### REQUIRED ACTION
Nothing may be dropped. Retype the whole listing exactly.

### DATA EXTRACT
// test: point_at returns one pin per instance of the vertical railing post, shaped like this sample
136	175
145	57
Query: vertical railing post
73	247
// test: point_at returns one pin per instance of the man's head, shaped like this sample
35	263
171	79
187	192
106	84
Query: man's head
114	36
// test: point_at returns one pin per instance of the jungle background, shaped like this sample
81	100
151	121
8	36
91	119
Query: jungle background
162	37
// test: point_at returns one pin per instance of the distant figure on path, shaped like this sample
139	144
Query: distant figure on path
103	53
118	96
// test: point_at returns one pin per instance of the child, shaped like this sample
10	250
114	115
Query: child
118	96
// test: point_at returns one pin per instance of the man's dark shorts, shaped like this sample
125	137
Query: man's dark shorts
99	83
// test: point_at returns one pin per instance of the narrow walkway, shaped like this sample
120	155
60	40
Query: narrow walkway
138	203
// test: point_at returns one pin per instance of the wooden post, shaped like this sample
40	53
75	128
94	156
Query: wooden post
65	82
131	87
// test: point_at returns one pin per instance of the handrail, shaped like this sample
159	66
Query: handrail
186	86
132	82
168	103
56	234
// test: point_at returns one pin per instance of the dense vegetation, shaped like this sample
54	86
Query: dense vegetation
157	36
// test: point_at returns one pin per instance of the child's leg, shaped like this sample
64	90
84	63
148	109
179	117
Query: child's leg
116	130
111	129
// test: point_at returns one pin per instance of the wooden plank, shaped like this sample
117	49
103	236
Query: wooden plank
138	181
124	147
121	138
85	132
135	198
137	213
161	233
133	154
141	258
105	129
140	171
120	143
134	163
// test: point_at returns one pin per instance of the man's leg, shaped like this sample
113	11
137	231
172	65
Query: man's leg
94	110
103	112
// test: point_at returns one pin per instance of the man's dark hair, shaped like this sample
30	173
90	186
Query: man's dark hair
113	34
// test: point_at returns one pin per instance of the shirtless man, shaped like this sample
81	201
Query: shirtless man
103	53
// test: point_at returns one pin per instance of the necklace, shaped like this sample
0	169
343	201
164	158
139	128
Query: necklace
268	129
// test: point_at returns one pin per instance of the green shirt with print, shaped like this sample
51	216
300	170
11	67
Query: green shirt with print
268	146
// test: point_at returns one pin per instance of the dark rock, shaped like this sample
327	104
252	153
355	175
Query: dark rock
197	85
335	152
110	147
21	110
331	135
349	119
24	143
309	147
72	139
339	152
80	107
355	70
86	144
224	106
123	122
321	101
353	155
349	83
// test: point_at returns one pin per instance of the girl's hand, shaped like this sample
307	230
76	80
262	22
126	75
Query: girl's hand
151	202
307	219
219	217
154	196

### RESPONSE AREA
// test: point_at returns one pin per instance of the vertical railing post, shaped like this sample
136	175
145	57
Query: vertical railing post
73	247
// test: point_at returns one pin per instance of the man's head, shaped like this sample
35	263
171	79
187	192
106	84
Query: man's head
114	36
// test: point_at returns one pin per instance of the jungle background, shaped like this sample
81	100
151	121
8	36
91	119
Query: jungle background
162	37
// test: point_at returns one pin per instance of the distant figure on path, shaped like this sample
139	144
Query: distant figure on path
103	53
118	96
// test: point_at returns one pin per instance of the child, shaped like this sample
10	250
114	115
Query: child
118	96
// test: point_at returns one pin per instance of the man's dark shorts, shaped like this sample
125	137
Query: man's dark shorts
99	83
// test: point_at returns one pin per instance of the narrow walkway, shaped like this sample
120	155
60	40
Query: narrow walkway
138	203
// test: point_at returns one pin per instance of the wooden post, shaped like this sample
40	53
75	128
94	156
Query: wooden post
65	82
131	87
// test: point_at returns one pin per instance of the handrail, shaped like this sample
159	66
Query: handrail
186	86
132	82
168	103
56	234
// test: point_at returns one pin per instance of the dense vegetation, shaped like this sample
54	86
Query: dense vegetation
157	36
// test: point_at returns one pin per instance of the child's leg, shaped like this sample
64	90
84	63
148	109
179	117
Query: child's leg
116	130
111	129
// test: point_at returns one pin per instance of the wooden plank, shaped like this sample
117	49
103	236
Query: wooden plank
138	181
124	147
121	138
85	132
135	198
137	213
161	233
133	154
141	258
105	129
140	171
120	143
134	163
// test: point_at returns one pin per instance of the man's leg, shaped like this sample
113	11
137	231
172	65
Query: man's leg
94	110
103	112
// test: point_at returns one pin per instance of the man's dark hair, shaped like this sample
30	173
90	186
Query: man's dark hair
113	34
// test: point_at returns one pin per instance of the shirtless man, shaped like this sample
81	201
Query: shirtless man
103	53
// test: point_at returns one pin per instance of the necklace, shaped like this sample
0	169
343	201
164	158
139	128
Query: necklace
268	129
// test: point_at returns one pin per instance of the green shirt with print, shaped like this sample
51	216
300	170
11	67
Query: green shirt with print
268	146
// test: point_at returns one pin per instance of the dark rock, shaped like this sample
327	104
252	153
355	175
Query: dark rock
197	85
335	152
110	147
21	110
331	135
349	119
24	143
309	147
72	139
339	152
80	107
355	70
86	144
224	106
123	122
321	101
353	155
349	83
// test: point_at returns one pin per instance of the girl's hand, shaped like this sample
307	230
76	80
262	22
126	75
Query: girl's hand
151	202
307	219
219	217
154	196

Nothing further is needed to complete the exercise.